--- Excerpted text ---

This guide describes how to add an upstream Load Balancer to distribute external traffic across multiple Frontend Nodes.
Overview
An upstream load balancer distributes external traffic across your frontend nodes, providing a single stable entry point for the platform. You can use either a Layer 4 (TCP) or Layer 7 (Application/HTTPS) load balancer depending on your requirements.
|
|
Layer 4 (TCP) |
Layer 7 (HTTPS) |
|---|---|---|
|
SSL handling |
Passthrough - Load Balancer forwards encrypted traffic as-is |
Terminates TLS and optionally re-encrypts to backend |
|
URL-based routing |
No |
Yes - can route by URL path |
|
Example products |
AWS NLB, Azure Load Balancer |
AWS ALB, Azure Application Gateway |
Note: The examples in this section use port 8443 or 443, but Frontends can be configured to use different ports. Adjust the port numbers according to your configuration.

---

◆ **Given request A**: From the load balancer guide, copy out word for word the part running from "This guide describes" to "on your requirements.".
◆ **Given request B**:
Answer these from the load balancer guide:
(i) What single thing does an upstream load balancer provide for the platform?
(ii) Which two products are given as examples of a Layer 4 (TCP) load balancer?
(iii) Which two port numbers do the examples in the section use?
◆ **Given request C**: Put this sentence from the load balancer guide into Spanish: "An upstream load balancer distributes external traffic across your frontend nodes, providing a single stable entry point for the platform."

--- Source data ---

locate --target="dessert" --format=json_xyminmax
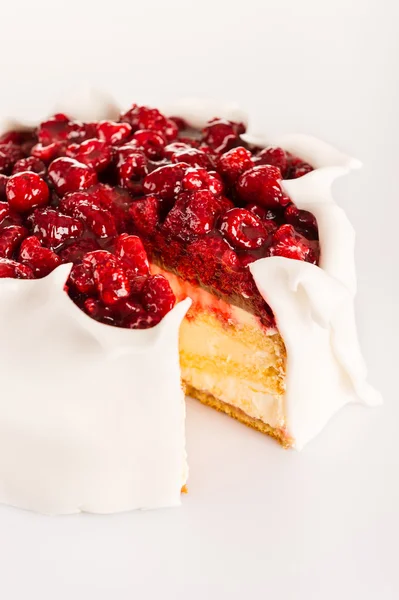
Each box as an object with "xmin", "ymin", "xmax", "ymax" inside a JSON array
[{"xmin": 0, "ymin": 91, "xmax": 379, "ymax": 512}]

---

◆ **Expected output A**:
This guide describes how to add an upstream Load Balancer to distribute external traffic across multiple Frontend Nodes.
Overview
An upstream load balancer distributes external traffic across your frontend nodes, providing a single stable entry point for the platform. You can use either a Layer 4 (TCP) or Layer 7 (Application/HTTPS) load balancer depending on your requirements.

◆ **Expected output B**:
(i) A single stable entry point.
(ii) AWS NLB and Azure Load Balancer.
(iii) 8443 and 443.

◆ **Expected output C**: Un balanceador de carga upstream distribuye el tráfico externo entre sus nodos de frontend y proporciona un punto de entrada único y estable para la plataforma.